◆ THE TASK ◆
Retype the line where "Place a point on every instance of the green tarp" appears and each line that follows it down to the last line of the records below. Leave the pictures out.

◆ Extracted data entries ◆
• • •

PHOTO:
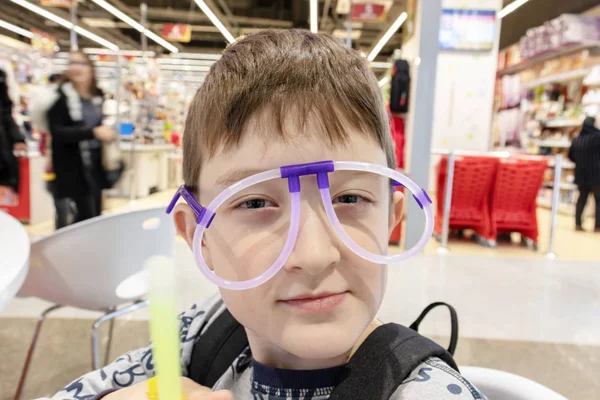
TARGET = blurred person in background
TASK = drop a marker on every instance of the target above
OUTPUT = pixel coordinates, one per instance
(75, 125)
(11, 139)
(585, 153)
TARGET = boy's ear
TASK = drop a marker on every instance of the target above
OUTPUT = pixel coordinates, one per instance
(397, 210)
(185, 222)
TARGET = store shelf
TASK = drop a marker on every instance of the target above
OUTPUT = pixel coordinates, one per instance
(562, 123)
(562, 186)
(562, 77)
(565, 164)
(553, 143)
(562, 51)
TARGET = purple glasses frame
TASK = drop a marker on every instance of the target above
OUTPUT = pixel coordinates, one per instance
(205, 215)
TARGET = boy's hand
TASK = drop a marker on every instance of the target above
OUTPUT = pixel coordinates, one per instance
(190, 390)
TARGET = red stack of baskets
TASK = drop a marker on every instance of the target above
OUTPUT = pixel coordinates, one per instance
(470, 207)
(514, 194)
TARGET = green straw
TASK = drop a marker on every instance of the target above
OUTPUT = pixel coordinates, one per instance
(164, 326)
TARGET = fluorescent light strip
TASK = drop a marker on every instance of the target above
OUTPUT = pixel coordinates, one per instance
(183, 61)
(43, 13)
(382, 65)
(161, 41)
(61, 21)
(511, 7)
(395, 26)
(120, 14)
(96, 38)
(213, 18)
(15, 29)
(120, 52)
(136, 25)
(314, 9)
(185, 68)
(197, 56)
(384, 81)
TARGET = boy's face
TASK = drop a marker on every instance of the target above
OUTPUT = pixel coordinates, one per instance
(309, 333)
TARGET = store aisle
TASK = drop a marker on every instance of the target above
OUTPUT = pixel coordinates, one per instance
(568, 244)
(533, 317)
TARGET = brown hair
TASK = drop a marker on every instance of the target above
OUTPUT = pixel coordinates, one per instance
(312, 74)
(94, 84)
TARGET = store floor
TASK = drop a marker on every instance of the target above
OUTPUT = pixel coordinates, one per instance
(523, 314)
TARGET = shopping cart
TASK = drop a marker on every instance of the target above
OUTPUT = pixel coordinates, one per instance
(514, 194)
(470, 207)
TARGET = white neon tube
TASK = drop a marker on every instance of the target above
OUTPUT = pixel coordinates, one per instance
(135, 25)
(67, 24)
(15, 29)
(382, 65)
(120, 14)
(213, 18)
(511, 7)
(395, 26)
(314, 9)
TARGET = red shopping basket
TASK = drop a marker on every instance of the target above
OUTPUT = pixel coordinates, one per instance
(514, 195)
(473, 179)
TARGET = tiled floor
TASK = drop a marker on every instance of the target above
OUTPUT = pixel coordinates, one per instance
(518, 311)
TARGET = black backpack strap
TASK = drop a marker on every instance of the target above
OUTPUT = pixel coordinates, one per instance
(216, 349)
(453, 323)
(383, 361)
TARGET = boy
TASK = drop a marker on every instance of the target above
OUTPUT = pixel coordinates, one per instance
(276, 99)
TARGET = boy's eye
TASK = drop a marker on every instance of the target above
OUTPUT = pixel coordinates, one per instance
(348, 199)
(255, 204)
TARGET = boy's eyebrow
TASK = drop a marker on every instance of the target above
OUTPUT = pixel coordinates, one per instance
(237, 175)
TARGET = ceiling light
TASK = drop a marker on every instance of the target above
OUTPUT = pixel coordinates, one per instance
(185, 67)
(183, 61)
(136, 25)
(43, 13)
(161, 41)
(120, 14)
(314, 9)
(213, 18)
(61, 21)
(197, 56)
(121, 52)
(395, 26)
(15, 29)
(511, 7)
(96, 38)
(384, 81)
(382, 65)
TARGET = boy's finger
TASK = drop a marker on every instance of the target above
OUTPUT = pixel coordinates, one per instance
(220, 395)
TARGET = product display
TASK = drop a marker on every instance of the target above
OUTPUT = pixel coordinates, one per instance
(540, 105)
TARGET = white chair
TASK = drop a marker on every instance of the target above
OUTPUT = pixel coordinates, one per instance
(97, 265)
(14, 254)
(500, 385)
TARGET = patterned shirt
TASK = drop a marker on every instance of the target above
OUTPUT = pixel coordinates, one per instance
(248, 379)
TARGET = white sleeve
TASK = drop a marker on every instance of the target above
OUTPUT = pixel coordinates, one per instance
(436, 380)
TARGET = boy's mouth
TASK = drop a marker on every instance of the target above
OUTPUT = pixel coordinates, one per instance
(316, 302)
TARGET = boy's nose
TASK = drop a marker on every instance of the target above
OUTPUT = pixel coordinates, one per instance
(317, 245)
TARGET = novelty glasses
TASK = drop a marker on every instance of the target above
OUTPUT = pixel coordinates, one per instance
(251, 228)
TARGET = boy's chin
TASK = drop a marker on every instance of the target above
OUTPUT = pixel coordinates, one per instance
(327, 345)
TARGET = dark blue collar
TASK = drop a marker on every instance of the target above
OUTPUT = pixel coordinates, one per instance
(295, 379)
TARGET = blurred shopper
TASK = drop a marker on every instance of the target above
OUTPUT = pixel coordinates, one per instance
(75, 125)
(11, 139)
(585, 153)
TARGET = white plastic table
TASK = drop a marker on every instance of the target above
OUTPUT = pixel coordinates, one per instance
(14, 257)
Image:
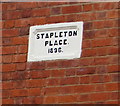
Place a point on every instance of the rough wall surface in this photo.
(91, 79)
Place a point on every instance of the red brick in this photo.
(69, 81)
(51, 4)
(35, 83)
(101, 69)
(67, 99)
(57, 73)
(113, 50)
(19, 40)
(51, 91)
(9, 24)
(28, 100)
(19, 84)
(111, 86)
(2, 24)
(8, 67)
(20, 75)
(101, 15)
(43, 4)
(24, 31)
(7, 85)
(88, 34)
(34, 92)
(101, 33)
(99, 96)
(9, 50)
(18, 101)
(50, 100)
(8, 6)
(112, 32)
(52, 64)
(113, 59)
(22, 49)
(7, 101)
(20, 66)
(115, 102)
(100, 87)
(86, 44)
(105, 6)
(86, 62)
(55, 19)
(102, 51)
(40, 12)
(107, 78)
(26, 5)
(55, 10)
(5, 94)
(19, 92)
(88, 26)
(84, 98)
(69, 63)
(97, 78)
(11, 15)
(22, 22)
(70, 18)
(115, 77)
(88, 52)
(87, 70)
(113, 68)
(67, 90)
(26, 13)
(6, 58)
(6, 76)
(10, 32)
(19, 58)
(38, 100)
(84, 80)
(84, 88)
(70, 72)
(6, 41)
(31, 21)
(38, 21)
(36, 65)
(40, 74)
(53, 82)
(87, 7)
(112, 14)
(101, 61)
(71, 9)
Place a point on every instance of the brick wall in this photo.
(91, 79)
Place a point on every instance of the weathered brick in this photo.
(71, 9)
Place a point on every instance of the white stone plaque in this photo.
(55, 41)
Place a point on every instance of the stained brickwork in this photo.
(91, 79)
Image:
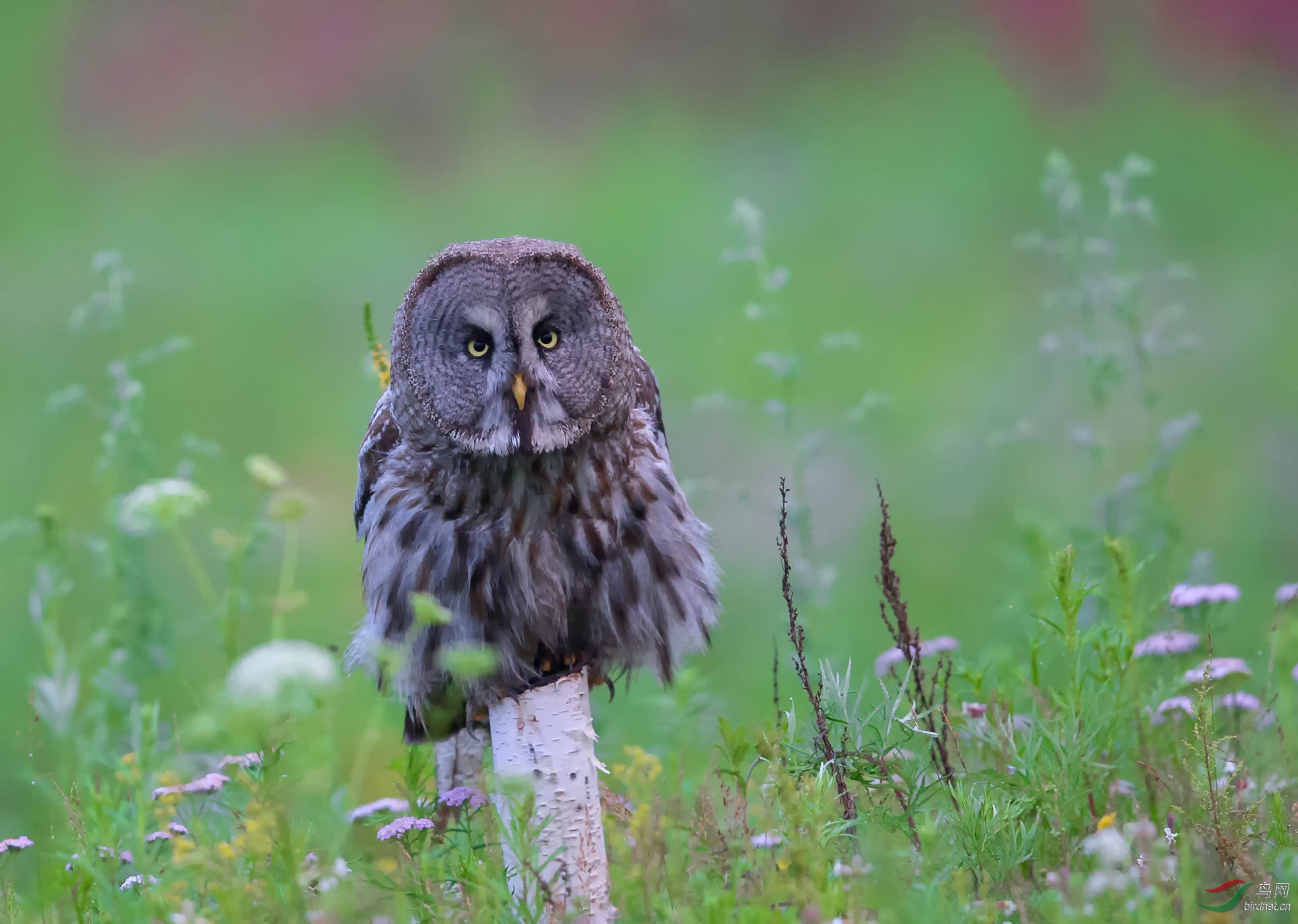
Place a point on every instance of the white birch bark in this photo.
(547, 736)
(460, 760)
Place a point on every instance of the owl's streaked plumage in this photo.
(517, 470)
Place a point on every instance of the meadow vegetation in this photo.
(1111, 769)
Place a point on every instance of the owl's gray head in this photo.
(509, 345)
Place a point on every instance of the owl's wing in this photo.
(379, 439)
(647, 395)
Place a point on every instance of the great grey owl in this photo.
(516, 469)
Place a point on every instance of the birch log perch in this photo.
(546, 735)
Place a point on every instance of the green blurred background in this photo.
(265, 169)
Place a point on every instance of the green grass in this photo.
(892, 191)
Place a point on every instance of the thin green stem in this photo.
(287, 567)
(196, 571)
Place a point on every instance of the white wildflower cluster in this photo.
(1188, 596)
(160, 505)
(265, 673)
(210, 783)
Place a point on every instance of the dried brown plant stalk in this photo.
(931, 695)
(800, 664)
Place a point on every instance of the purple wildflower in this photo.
(1185, 596)
(1218, 668)
(244, 761)
(461, 794)
(1241, 700)
(1178, 705)
(204, 784)
(377, 806)
(893, 656)
(1172, 641)
(402, 826)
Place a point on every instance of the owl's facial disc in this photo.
(512, 358)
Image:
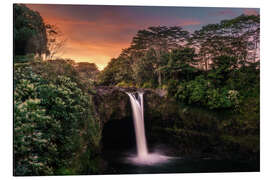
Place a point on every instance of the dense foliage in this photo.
(216, 67)
(53, 119)
(214, 70)
(29, 32)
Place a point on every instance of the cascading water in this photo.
(138, 119)
(143, 157)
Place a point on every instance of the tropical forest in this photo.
(173, 101)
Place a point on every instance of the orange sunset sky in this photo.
(98, 33)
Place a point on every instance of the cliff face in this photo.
(189, 130)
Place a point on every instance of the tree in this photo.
(56, 41)
(238, 37)
(180, 63)
(87, 70)
(29, 32)
(160, 39)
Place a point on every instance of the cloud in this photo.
(189, 22)
(225, 12)
(250, 12)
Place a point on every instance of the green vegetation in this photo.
(54, 120)
(211, 76)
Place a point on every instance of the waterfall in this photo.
(143, 157)
(138, 119)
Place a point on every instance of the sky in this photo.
(97, 33)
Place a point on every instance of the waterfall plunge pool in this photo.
(126, 151)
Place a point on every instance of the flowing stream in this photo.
(142, 157)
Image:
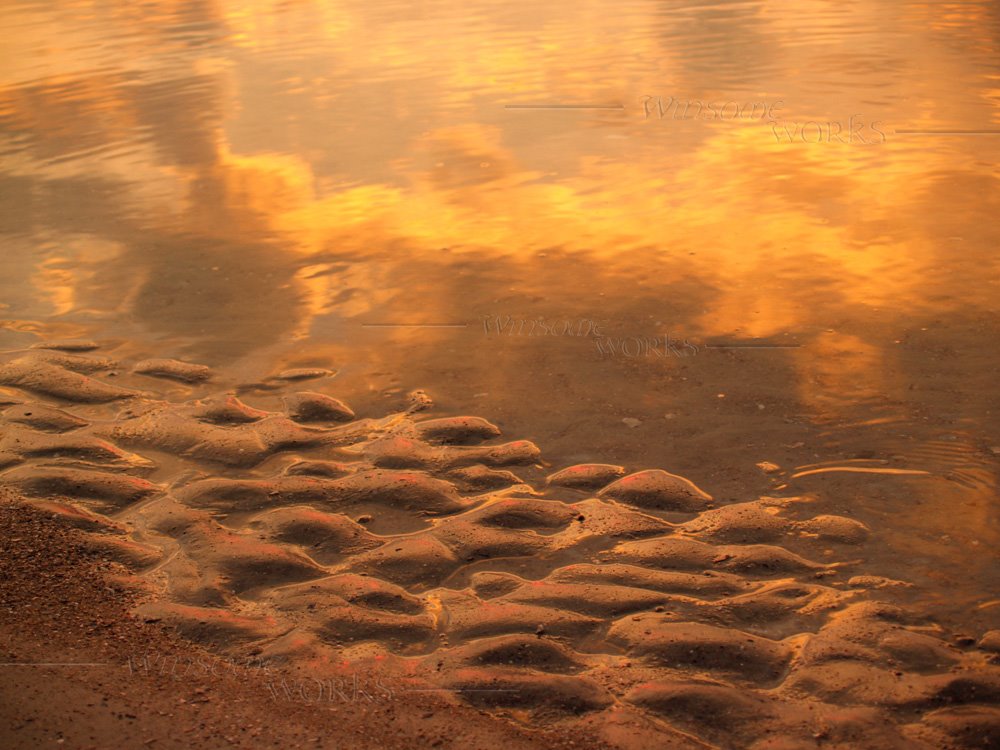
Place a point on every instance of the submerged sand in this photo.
(423, 555)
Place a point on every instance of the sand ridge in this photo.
(428, 547)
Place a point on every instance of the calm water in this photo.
(266, 185)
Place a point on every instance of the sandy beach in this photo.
(379, 566)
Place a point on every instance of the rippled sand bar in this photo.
(455, 375)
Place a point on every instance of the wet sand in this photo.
(432, 556)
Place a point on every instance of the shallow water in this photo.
(370, 187)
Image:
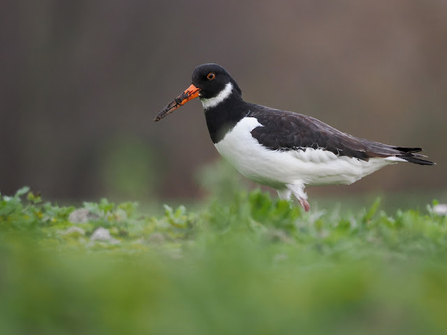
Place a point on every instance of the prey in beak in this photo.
(190, 93)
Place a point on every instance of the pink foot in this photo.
(304, 204)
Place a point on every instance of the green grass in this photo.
(249, 266)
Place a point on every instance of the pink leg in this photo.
(304, 204)
(298, 191)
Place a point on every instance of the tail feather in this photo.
(411, 155)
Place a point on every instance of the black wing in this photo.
(284, 131)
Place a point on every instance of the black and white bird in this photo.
(282, 149)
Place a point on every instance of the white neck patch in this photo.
(213, 102)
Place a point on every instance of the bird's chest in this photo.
(245, 153)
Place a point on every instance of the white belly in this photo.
(279, 168)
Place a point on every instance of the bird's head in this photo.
(211, 83)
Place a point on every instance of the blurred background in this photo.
(82, 81)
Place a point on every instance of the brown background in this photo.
(82, 80)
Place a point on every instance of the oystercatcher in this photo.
(282, 149)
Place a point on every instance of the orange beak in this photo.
(190, 93)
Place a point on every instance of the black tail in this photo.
(411, 155)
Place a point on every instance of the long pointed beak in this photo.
(190, 93)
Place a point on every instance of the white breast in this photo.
(279, 168)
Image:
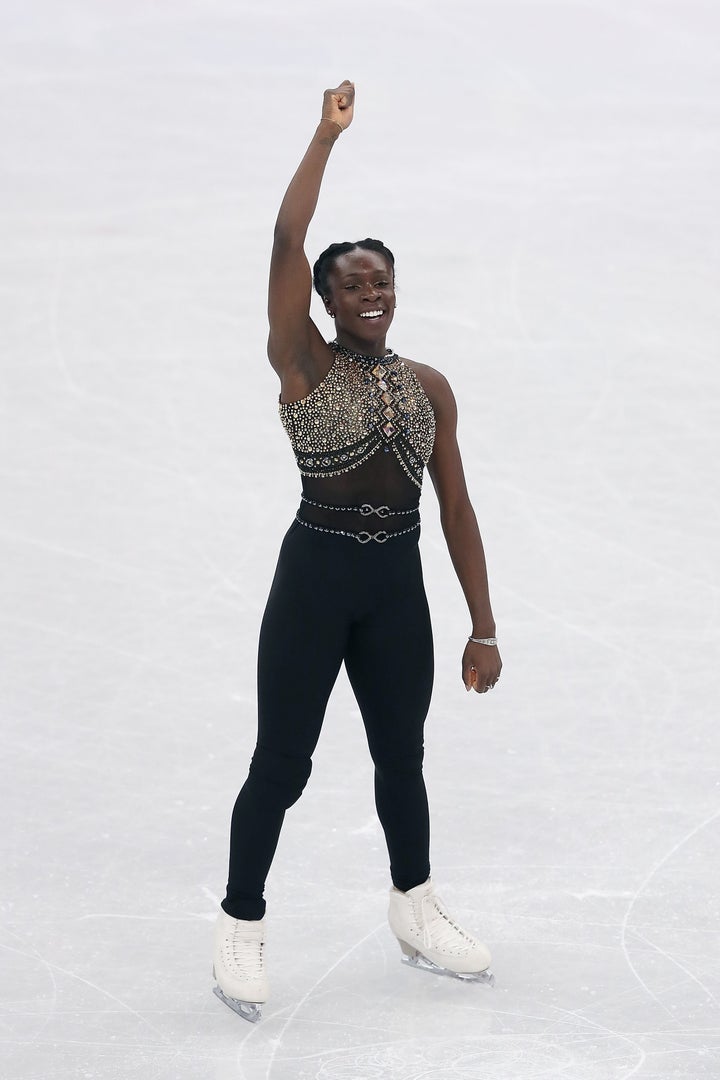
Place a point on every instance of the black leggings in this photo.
(334, 599)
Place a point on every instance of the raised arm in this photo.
(296, 348)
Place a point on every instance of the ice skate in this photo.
(239, 967)
(431, 940)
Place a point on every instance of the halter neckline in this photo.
(362, 358)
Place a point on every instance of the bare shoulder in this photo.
(435, 386)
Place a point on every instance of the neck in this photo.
(375, 348)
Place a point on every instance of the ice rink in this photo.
(547, 175)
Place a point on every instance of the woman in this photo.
(363, 424)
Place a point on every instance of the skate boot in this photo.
(239, 967)
(430, 939)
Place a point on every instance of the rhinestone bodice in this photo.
(363, 405)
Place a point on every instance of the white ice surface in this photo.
(547, 175)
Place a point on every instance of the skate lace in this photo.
(245, 954)
(438, 930)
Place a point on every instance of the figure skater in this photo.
(363, 424)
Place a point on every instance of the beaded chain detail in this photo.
(362, 537)
(358, 409)
(365, 510)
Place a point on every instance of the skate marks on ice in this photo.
(380, 1021)
(701, 846)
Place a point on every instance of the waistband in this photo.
(365, 509)
(363, 537)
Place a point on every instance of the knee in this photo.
(398, 766)
(280, 777)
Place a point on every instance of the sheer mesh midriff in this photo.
(379, 482)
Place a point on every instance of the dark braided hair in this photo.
(326, 260)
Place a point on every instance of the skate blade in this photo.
(415, 959)
(247, 1010)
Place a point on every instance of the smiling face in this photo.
(362, 297)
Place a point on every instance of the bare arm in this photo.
(480, 663)
(296, 348)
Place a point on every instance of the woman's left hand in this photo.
(480, 666)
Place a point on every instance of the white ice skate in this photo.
(239, 967)
(431, 940)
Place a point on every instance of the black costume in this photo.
(348, 588)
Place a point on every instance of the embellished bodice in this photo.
(363, 405)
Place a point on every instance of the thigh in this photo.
(302, 640)
(390, 661)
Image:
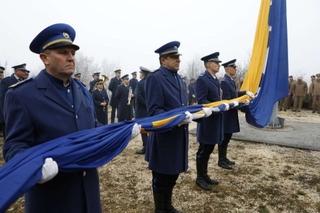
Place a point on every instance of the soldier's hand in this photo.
(49, 170)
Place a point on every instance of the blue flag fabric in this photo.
(274, 83)
(85, 149)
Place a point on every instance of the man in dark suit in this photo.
(192, 92)
(92, 83)
(133, 84)
(114, 83)
(210, 129)
(20, 74)
(123, 96)
(2, 69)
(49, 106)
(231, 121)
(166, 152)
(140, 102)
(101, 100)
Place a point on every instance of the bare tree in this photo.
(108, 67)
(193, 69)
(86, 66)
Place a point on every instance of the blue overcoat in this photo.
(140, 100)
(35, 112)
(209, 130)
(166, 152)
(4, 85)
(230, 118)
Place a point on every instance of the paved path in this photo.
(295, 134)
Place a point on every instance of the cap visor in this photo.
(62, 45)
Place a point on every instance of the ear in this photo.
(45, 58)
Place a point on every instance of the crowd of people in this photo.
(300, 95)
(56, 103)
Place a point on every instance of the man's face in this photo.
(141, 75)
(96, 77)
(231, 70)
(213, 66)
(59, 62)
(171, 62)
(22, 74)
(126, 81)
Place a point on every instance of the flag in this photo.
(268, 70)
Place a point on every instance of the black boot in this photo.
(170, 207)
(162, 202)
(141, 151)
(201, 175)
(222, 158)
(230, 162)
(206, 176)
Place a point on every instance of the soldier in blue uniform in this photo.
(210, 129)
(92, 83)
(166, 152)
(77, 76)
(2, 69)
(101, 100)
(140, 102)
(231, 121)
(114, 83)
(20, 74)
(133, 84)
(49, 106)
(192, 92)
(123, 96)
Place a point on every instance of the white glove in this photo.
(49, 170)
(188, 118)
(235, 103)
(227, 107)
(207, 111)
(136, 129)
(250, 94)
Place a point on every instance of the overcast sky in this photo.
(126, 32)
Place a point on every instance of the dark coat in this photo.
(114, 83)
(101, 111)
(167, 152)
(92, 84)
(124, 110)
(209, 130)
(35, 112)
(4, 85)
(140, 100)
(230, 118)
(192, 93)
(133, 83)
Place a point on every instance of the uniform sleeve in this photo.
(154, 95)
(95, 98)
(202, 91)
(139, 93)
(111, 85)
(3, 90)
(19, 128)
(226, 95)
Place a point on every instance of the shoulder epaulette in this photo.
(20, 83)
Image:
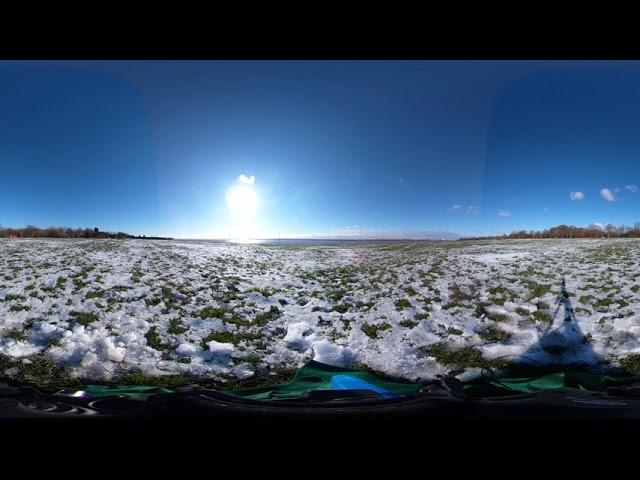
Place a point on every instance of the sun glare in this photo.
(242, 201)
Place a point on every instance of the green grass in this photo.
(85, 318)
(371, 330)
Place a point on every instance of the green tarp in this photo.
(317, 376)
(488, 386)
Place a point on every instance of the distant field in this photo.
(175, 312)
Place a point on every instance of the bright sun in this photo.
(242, 201)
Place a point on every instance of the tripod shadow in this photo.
(562, 343)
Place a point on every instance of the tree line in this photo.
(31, 231)
(569, 231)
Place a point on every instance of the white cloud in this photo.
(607, 194)
(576, 195)
(244, 179)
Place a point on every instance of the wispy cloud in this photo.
(244, 179)
(607, 194)
(354, 233)
(576, 195)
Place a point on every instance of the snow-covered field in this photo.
(101, 310)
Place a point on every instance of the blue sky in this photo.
(404, 149)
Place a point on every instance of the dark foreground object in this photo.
(322, 406)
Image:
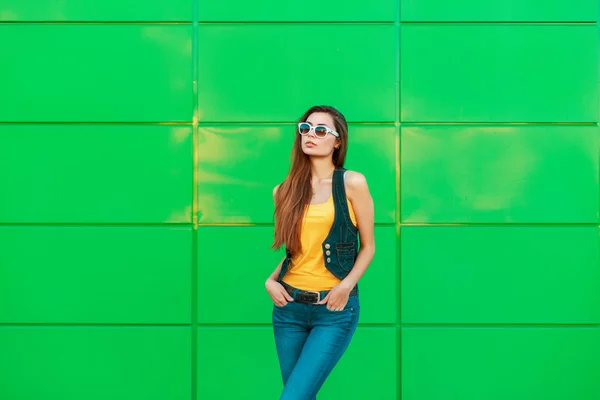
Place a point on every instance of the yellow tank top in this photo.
(307, 269)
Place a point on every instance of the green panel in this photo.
(499, 72)
(277, 71)
(297, 10)
(255, 367)
(95, 173)
(95, 274)
(507, 10)
(500, 364)
(105, 10)
(253, 261)
(237, 193)
(501, 275)
(95, 363)
(78, 72)
(500, 173)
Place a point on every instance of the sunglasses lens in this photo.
(304, 129)
(321, 131)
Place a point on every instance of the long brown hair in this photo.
(295, 192)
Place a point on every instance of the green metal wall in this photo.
(140, 142)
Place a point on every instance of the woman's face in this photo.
(319, 147)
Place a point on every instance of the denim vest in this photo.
(340, 248)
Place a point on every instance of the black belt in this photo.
(308, 297)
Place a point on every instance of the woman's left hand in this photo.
(337, 298)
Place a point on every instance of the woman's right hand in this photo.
(278, 293)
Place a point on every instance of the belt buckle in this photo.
(317, 293)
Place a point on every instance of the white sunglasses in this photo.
(321, 131)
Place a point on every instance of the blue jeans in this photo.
(310, 340)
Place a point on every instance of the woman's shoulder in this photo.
(354, 179)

• • •

◆ OUTPUT OF THE EXERCISE ◆
Place a point on every instance of the green tarp in this photo.
(317, 376)
(488, 386)
Place a point on every instance of the distant field in this photo.
(175, 312)
Place a point on every instance of the bright sun in this photo.
(242, 201)
Place a point on every instance of the tripod shadow in this photo.
(562, 343)
Place a point on every instance of the tree line in this photo.
(31, 231)
(569, 231)
Place a point on every instance of the white cloud in this photo.
(607, 194)
(576, 195)
(244, 179)
Place a point on every instance of the wispy cloud in this photo.
(244, 179)
(607, 194)
(354, 233)
(576, 195)
Place a point on every instance of the snow-covered field in this photo.
(101, 310)
Place a point on every instance of the blue sky in this photo.
(404, 149)
Place a point on every instance of the dark foreground object in this photo.
(322, 406)
Image:
Place a point on every instance of the yellow tank top in this photo.
(307, 269)
Place a point on every instance of the green panel in this photo.
(499, 72)
(277, 71)
(297, 10)
(255, 367)
(95, 173)
(95, 274)
(507, 10)
(500, 364)
(105, 10)
(253, 261)
(237, 193)
(501, 275)
(95, 363)
(78, 72)
(500, 173)
Place a point on every instance of the sunglasses lens in this photo.
(304, 129)
(321, 131)
Place a point on every instance of the long brown hair in this photo.
(295, 192)
Place a point on every instance of the green metal wall in this photo.
(140, 142)
Place a point on every instance of the woman's face in this photo.
(319, 147)
Place a point on every instance of the denim vest in this photo.
(340, 248)
Place a point on every instance of the black belt in this photo.
(308, 297)
Place a point on every instance of the woman's left hand in this photo.
(337, 298)
Place a point on every instance of the woman's right hand in this photo.
(278, 293)
Place a point on every instance of the belt buckle in this photo.
(317, 293)
Place a point on every instance of the white sunglasses in this photo.
(321, 131)
Place a point on every instance of the blue jeans in this photo.
(310, 340)
Place a point on every instance of the woman's shoulder in this photo.
(354, 179)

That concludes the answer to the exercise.